Problem to work on =>
Reproduce the material below word for word, line by line.

(Items listed in a dataset)
>>>>>

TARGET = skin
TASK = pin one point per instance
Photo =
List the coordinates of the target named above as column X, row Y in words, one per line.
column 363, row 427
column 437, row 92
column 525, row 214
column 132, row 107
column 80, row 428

<<<<<

Exercise answer =>
TARGET = skin
TASK = pin one point per instance
Photo =
List the coordinates of the target named above as column X, row Y in words, one per line.
column 363, row 427
column 437, row 92
column 525, row 214
column 132, row 107
column 80, row 428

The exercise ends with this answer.